• Exercise objective:
Reproduce the records below verbatim, from their first line up to and including the line containing "left=11, top=357, right=78, bottom=407", with the pictures omitted.

========

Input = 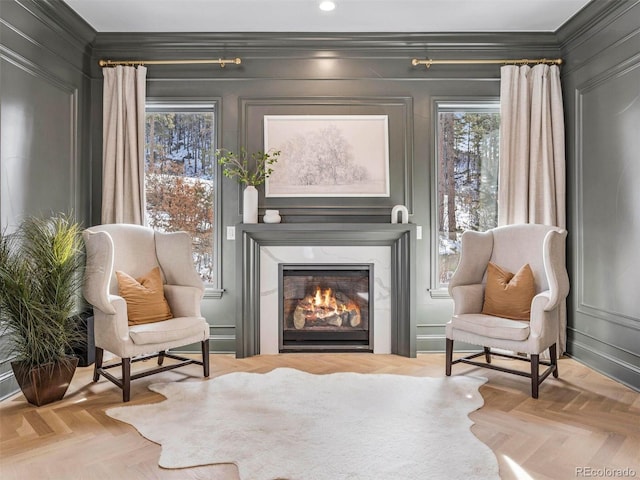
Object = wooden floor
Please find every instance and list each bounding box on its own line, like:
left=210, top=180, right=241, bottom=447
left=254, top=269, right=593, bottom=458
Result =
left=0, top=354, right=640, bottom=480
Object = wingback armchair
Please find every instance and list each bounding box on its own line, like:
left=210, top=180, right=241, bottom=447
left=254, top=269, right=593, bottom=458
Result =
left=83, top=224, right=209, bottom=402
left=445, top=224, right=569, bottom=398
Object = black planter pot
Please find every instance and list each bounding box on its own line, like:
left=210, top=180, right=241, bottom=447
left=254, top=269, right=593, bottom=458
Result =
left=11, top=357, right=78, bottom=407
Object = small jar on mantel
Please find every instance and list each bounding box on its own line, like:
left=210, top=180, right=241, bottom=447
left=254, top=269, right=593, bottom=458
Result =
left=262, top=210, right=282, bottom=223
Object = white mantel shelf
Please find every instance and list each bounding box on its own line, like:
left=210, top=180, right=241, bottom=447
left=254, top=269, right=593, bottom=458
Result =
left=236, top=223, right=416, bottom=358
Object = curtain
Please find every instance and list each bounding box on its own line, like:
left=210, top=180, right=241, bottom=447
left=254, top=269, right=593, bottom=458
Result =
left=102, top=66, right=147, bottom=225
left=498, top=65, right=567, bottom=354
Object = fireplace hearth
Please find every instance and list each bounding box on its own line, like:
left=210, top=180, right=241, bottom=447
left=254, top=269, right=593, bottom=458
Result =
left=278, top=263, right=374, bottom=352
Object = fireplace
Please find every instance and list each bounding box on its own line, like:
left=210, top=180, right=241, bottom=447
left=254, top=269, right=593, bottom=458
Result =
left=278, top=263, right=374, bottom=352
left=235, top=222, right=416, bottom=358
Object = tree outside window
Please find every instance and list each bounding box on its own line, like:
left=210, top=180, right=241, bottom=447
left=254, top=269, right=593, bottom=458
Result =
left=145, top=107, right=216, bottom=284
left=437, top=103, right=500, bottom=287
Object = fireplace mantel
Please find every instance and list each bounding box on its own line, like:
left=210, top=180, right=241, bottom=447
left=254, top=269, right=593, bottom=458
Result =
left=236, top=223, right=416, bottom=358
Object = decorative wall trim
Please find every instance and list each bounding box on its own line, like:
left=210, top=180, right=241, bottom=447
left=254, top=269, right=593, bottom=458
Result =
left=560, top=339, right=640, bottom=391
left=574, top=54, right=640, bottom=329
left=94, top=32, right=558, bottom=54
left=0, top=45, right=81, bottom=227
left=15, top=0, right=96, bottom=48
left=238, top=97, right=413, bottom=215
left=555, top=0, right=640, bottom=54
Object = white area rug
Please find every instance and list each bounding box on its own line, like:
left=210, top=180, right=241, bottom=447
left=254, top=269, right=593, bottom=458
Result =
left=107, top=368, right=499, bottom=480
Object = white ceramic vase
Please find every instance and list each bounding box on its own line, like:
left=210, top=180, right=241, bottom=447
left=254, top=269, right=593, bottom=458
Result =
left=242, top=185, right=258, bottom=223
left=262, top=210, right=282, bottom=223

========

• Task result:
Input = 
Object = wooden floor
Please find every instance and list each bounding box on its own line, like:
left=210, top=180, right=241, bottom=447
left=254, top=269, right=593, bottom=458
Result =
left=0, top=354, right=640, bottom=480
Object = wingback armchair
Please find every instance and list each bounding box on its own line, like:
left=210, top=180, right=241, bottom=447
left=254, top=269, right=593, bottom=458
Result =
left=83, top=224, right=209, bottom=402
left=445, top=224, right=569, bottom=398
Object = black planter pot
Please find every instance and list each bounding box on its own line, like:
left=210, top=180, right=241, bottom=447
left=254, top=269, right=593, bottom=458
Result =
left=11, top=357, right=78, bottom=407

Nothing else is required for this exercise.